>>>

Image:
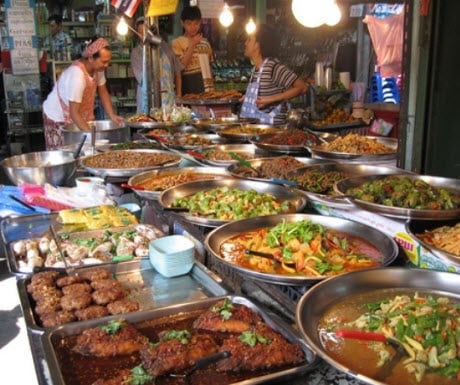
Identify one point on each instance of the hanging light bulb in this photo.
(226, 16)
(122, 27)
(309, 13)
(333, 14)
(250, 26)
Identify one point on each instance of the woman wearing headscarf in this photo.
(272, 84)
(72, 99)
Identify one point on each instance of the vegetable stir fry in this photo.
(405, 192)
(300, 248)
(232, 204)
(427, 327)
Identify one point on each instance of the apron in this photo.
(249, 107)
(87, 100)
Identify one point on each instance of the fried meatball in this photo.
(105, 284)
(77, 288)
(57, 318)
(69, 280)
(75, 302)
(104, 296)
(92, 311)
(96, 274)
(122, 306)
(48, 275)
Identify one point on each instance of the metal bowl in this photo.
(248, 151)
(391, 143)
(385, 244)
(105, 129)
(450, 184)
(128, 172)
(349, 169)
(414, 227)
(318, 300)
(167, 197)
(139, 179)
(53, 167)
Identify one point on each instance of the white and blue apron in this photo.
(249, 107)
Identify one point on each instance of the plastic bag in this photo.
(387, 39)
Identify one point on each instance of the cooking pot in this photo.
(105, 129)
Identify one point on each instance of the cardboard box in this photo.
(416, 255)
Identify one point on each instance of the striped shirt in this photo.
(276, 78)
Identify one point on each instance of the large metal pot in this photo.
(54, 167)
(105, 129)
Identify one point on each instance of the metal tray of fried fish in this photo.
(87, 248)
(152, 322)
(143, 285)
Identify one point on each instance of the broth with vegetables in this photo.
(427, 326)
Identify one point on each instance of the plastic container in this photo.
(172, 256)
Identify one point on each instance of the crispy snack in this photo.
(229, 94)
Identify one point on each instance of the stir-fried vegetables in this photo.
(427, 327)
(300, 248)
(405, 192)
(232, 204)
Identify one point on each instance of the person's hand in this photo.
(194, 40)
(119, 120)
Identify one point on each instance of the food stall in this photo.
(258, 160)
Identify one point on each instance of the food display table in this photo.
(211, 278)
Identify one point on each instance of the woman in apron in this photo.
(72, 99)
(272, 84)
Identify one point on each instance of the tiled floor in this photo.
(16, 361)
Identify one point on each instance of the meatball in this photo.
(77, 288)
(57, 318)
(75, 302)
(92, 311)
(104, 296)
(122, 306)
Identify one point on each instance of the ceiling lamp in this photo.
(250, 26)
(122, 27)
(309, 13)
(226, 16)
(333, 14)
(313, 13)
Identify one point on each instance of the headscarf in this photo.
(95, 47)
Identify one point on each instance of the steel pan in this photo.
(187, 189)
(319, 299)
(385, 244)
(138, 179)
(450, 184)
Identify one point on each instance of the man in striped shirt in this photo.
(272, 84)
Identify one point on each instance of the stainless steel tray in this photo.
(317, 301)
(167, 197)
(392, 143)
(414, 227)
(154, 124)
(450, 184)
(127, 172)
(349, 169)
(257, 163)
(386, 245)
(139, 179)
(248, 131)
(190, 308)
(149, 288)
(249, 151)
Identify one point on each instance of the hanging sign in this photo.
(161, 7)
(128, 7)
(24, 61)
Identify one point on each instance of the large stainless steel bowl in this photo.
(54, 167)
(318, 300)
(105, 129)
(386, 246)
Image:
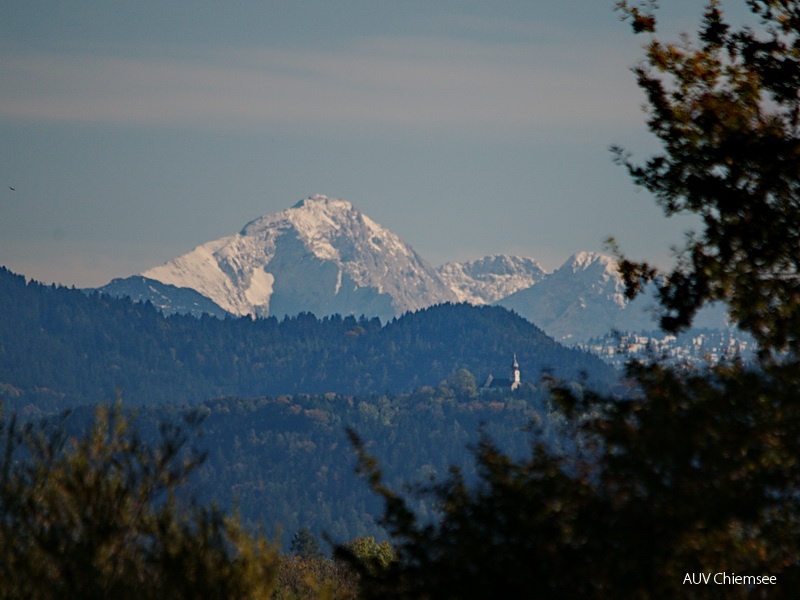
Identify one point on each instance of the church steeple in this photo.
(515, 378)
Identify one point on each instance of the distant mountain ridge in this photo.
(321, 256)
(325, 257)
(60, 347)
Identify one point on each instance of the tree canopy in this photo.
(725, 106)
(691, 472)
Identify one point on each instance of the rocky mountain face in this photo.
(325, 257)
(321, 256)
(584, 299)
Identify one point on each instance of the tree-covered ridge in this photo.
(286, 462)
(60, 348)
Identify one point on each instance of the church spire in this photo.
(515, 378)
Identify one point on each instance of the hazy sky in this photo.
(134, 131)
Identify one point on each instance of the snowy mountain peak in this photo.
(491, 278)
(321, 256)
(583, 261)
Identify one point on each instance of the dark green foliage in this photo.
(692, 472)
(696, 475)
(305, 544)
(97, 516)
(60, 348)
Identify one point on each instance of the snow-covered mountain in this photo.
(491, 278)
(584, 299)
(321, 256)
(324, 256)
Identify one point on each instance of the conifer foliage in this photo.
(692, 472)
(98, 516)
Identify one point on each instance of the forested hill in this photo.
(60, 348)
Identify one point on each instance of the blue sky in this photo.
(134, 131)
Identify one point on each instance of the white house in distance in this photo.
(493, 383)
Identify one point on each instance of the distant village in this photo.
(698, 347)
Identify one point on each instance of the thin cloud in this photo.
(404, 82)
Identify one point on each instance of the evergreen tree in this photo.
(692, 472)
(99, 516)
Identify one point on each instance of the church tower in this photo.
(515, 380)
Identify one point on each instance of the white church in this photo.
(512, 384)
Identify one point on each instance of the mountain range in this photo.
(324, 256)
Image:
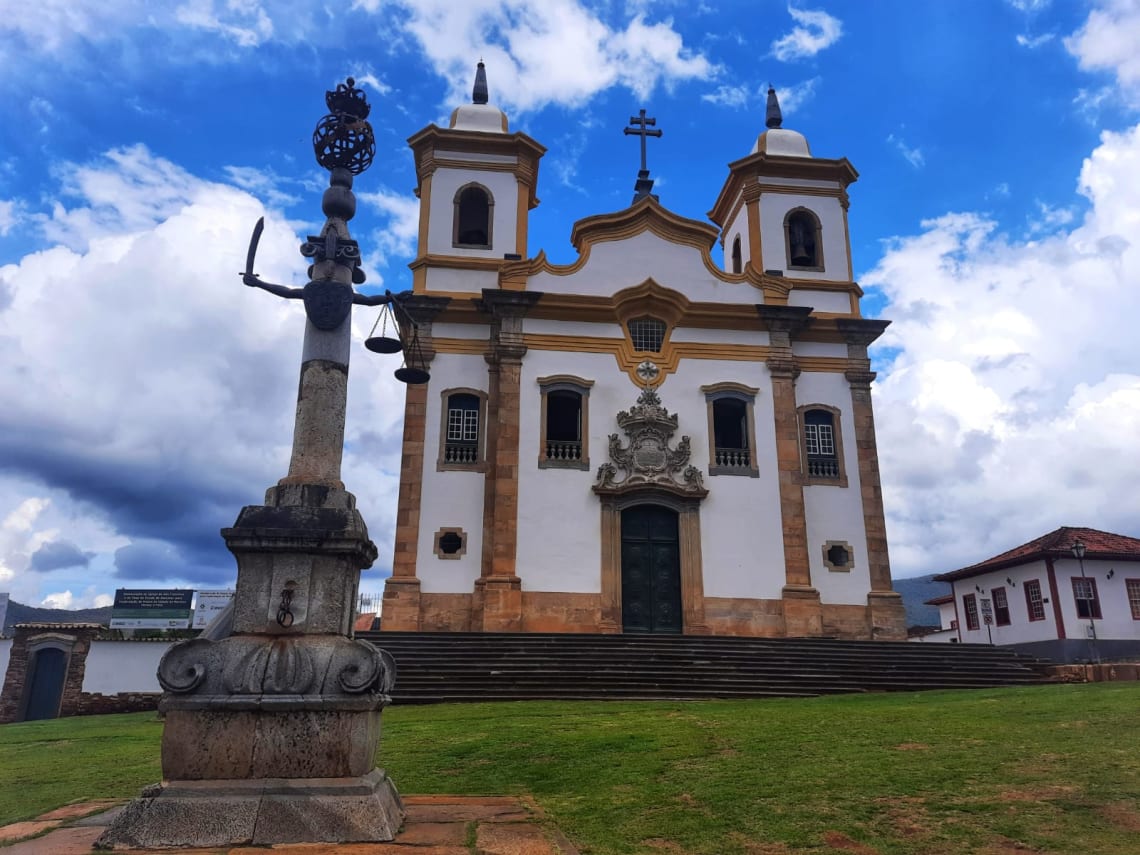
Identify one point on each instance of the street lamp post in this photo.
(1079, 550)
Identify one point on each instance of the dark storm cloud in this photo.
(57, 555)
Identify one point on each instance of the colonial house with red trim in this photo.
(1071, 595)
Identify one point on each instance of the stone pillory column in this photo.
(885, 607)
(502, 588)
(803, 615)
(401, 591)
(273, 717)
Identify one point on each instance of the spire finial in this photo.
(479, 94)
(773, 117)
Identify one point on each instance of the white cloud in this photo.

<<<

Work required: Write out every entry above exactly, minus the pictures.

Response below:
Image:
Identify one point on each instance of the hanging light bulb in this photo.
(226, 16)
(122, 27)
(309, 13)
(333, 14)
(250, 26)
Identify one point on each instance of the woman wearing headscarf in this photo.
(272, 84)
(72, 99)
Identify one point on each instance of the vegetable stir fry in this photo.
(405, 192)
(300, 248)
(232, 204)
(427, 327)
Identify one point on each instance of the apron in this photo.
(249, 107)
(87, 100)
Identify one point on each instance of the fried meatball in this photo.
(105, 284)
(77, 288)
(57, 318)
(69, 280)
(75, 302)
(104, 296)
(92, 311)
(96, 274)
(122, 306)
(48, 275)
Identify one point on each instance of the metal bowl in this photo.
(248, 151)
(391, 143)
(385, 244)
(105, 129)
(450, 184)
(128, 172)
(349, 169)
(414, 227)
(318, 300)
(167, 197)
(139, 179)
(53, 167)
Identify one point on each instance of the white and blue apron in this photo.
(249, 107)
Identify one point on each instance of the plastic bag in this photo.
(387, 39)
Identify one point on each instance of the cooking pot in this photo.
(105, 129)
Identify one point on each instance of the cardboard box in this photo.
(416, 255)
Identify one point on each instance of the striped shirt in this photo.
(276, 78)
Identify one point on each instance of the large metal pot in this photo.
(54, 167)
(105, 129)
Identify one point on each instance of the metal tray of fried fish in this photo.
(87, 248)
(152, 322)
(143, 285)
Identify one point on each instance of the broth with vegetables in this photo.
(427, 326)
Identify one point on each instance of the plastic container in this photo.
(172, 256)
Identify one point on each instance of the crispy snack in this photo.
(229, 94)
Identify one point on each instance of the stir-fried vegetables in this photo.
(427, 327)
(300, 248)
(405, 192)
(232, 204)
Identify one point on each instance of the person's hand in this photo.
(194, 40)
(119, 120)
Identify one point on each instance of the food stall in this photo.
(258, 160)
Identify one point on each instance of the food display table in this photo.
(211, 278)
Identify one point on each instance of the woman in apron in this photo.
(72, 99)
(272, 84)
Identify one point on each instance of the tiled floor in this photo.
(16, 361)
Identify one point on each instance of the meatball in this photo.
(77, 288)
(57, 318)
(75, 302)
(92, 311)
(104, 296)
(122, 306)
Identify one point on each instance of the ceiling lamp in this photo.
(250, 26)
(122, 27)
(309, 13)
(226, 16)
(333, 14)
(313, 13)
Identify one point on each instance of the headscarf in this photo.
(95, 47)
Identify one point on each instance of the steel pan in this photo.
(187, 189)
(319, 299)
(385, 244)
(138, 179)
(450, 184)
Identify one point on each instance of the man in striped shirt in this photo.
(272, 84)
Identify one point on each instance of the stainless steel tray in this photo.
(317, 301)
(167, 197)
(392, 143)
(414, 227)
(154, 124)
(450, 184)
(127, 172)
(349, 169)
(257, 163)
(386, 245)
(139, 179)
(248, 131)
(190, 308)
(149, 288)
(249, 151)
Identify one point on each instance of the hanging sign in this photo.
(161, 7)
(128, 7)
(24, 61)
Identify one point on each instance of the large stainless steel bowl in this photo.
(54, 167)
(318, 300)
(105, 129)
(386, 246)
Image:
Identify one point on each instance of the church steeple in this photo.
(515, 378)
Identify one point on each instance of the distant mountain ridge in this photo.
(321, 256)
(325, 257)
(60, 347)
Identify one point on each instance of the tree canopy in this photo.
(725, 106)
(691, 472)
Identify one point on each instance of the rocky mountain face in this photo.
(325, 257)
(321, 256)
(584, 299)
Identify one point on each instance of the tree-covered ridge in this photo.
(286, 462)
(60, 348)
Identify one point on each instance of the church spire in this photo.
(515, 378)
Identify one point on each instance of the hazy sky in this photo.
(134, 131)
Identify one point on each instance of the snowy mountain peak in this photo.
(491, 278)
(321, 256)
(583, 261)
Identify one point on each instance of the dark green foliage in this photo.
(692, 472)
(696, 475)
(305, 544)
(97, 516)
(60, 348)
Identify one point on each instance of the snow-covered mountain in this photo.
(491, 278)
(584, 299)
(321, 256)
(324, 256)
Identify one point on each instance of the conifer foliage in this photo.
(692, 472)
(98, 516)
Identify one point on each instance of the forested hill in this photo.
(60, 348)
Identify one point on each instance of the blue sky in this photo.
(134, 131)
Identify one point on each instance of the white house in distance in this photo.
(493, 383)
Identify one point on each instance of the distant village in this photo.
(698, 347)
Identify one point on each instance of the thin cloud in this photo.
(404, 82)
Identify one point on each instance of the evergreen tree in this photo.
(692, 472)
(99, 516)
Identify one point on each instance of the church tower in this photo.
(515, 380)
Identify one point on each instance of the white church in this photo.
(512, 384)
Identify one point on each instance of the mountain range in this photo.
(324, 256)
Image:
Identify one point on each instance of the street lamp post in this photo.
(1079, 550)
Identify one point on each instance of the dark storm cloud in this photo.
(57, 555)
Identify one point on each instance of the colonial house with red trim in this photo.
(1071, 595)
Identify one point on each instance of the stone pillory column in this photo.
(885, 607)
(502, 588)
(803, 615)
(401, 591)
(273, 717)
Identify one point on each instance of the spire finial in this photo.
(479, 94)
(773, 117)
Identify one point on each instance of the white cloud in this photo.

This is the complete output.